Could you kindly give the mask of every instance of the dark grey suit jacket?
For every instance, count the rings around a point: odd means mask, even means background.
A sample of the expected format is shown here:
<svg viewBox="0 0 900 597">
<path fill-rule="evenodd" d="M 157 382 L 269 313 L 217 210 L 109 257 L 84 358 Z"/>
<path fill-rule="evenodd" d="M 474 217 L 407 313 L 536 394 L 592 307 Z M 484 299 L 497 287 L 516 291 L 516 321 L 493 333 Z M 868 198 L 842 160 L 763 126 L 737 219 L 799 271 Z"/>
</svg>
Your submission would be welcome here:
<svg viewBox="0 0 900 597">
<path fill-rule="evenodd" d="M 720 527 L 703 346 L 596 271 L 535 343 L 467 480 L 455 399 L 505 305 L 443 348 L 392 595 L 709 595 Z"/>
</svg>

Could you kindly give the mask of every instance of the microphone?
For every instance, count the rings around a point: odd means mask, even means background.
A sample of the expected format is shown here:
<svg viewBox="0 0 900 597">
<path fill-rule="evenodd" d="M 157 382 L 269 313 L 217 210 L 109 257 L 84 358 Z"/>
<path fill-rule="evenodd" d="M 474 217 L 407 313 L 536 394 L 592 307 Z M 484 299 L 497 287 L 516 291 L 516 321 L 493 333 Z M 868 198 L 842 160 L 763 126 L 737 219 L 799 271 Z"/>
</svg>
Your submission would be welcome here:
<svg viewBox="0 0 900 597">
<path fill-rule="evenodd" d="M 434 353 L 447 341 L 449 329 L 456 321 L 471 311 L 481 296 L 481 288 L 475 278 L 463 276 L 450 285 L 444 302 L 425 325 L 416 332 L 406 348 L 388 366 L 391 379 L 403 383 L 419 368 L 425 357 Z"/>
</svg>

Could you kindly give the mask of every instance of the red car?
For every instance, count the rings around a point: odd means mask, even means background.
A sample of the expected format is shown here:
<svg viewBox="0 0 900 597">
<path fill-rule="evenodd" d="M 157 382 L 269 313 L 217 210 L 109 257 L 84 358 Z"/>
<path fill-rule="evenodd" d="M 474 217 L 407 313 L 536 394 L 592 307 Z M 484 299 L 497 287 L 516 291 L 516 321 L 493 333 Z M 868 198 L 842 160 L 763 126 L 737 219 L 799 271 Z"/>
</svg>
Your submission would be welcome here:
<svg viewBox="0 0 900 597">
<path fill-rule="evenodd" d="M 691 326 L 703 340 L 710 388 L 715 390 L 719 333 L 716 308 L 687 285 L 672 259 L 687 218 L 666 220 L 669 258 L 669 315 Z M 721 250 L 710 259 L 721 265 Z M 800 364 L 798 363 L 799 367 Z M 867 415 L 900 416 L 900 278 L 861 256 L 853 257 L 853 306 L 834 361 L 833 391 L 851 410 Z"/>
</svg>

┄┄┄┄┄┄

[About this exercise]: Copy out each line of the material above that holds the word "give".

[Exercise answer]:
Could you kindly give the mask of every instance of the dark grey suit jacket?
Could you kindly give the mask of every instance of the microphone?
Could you kindly give the mask of every instance of the red car?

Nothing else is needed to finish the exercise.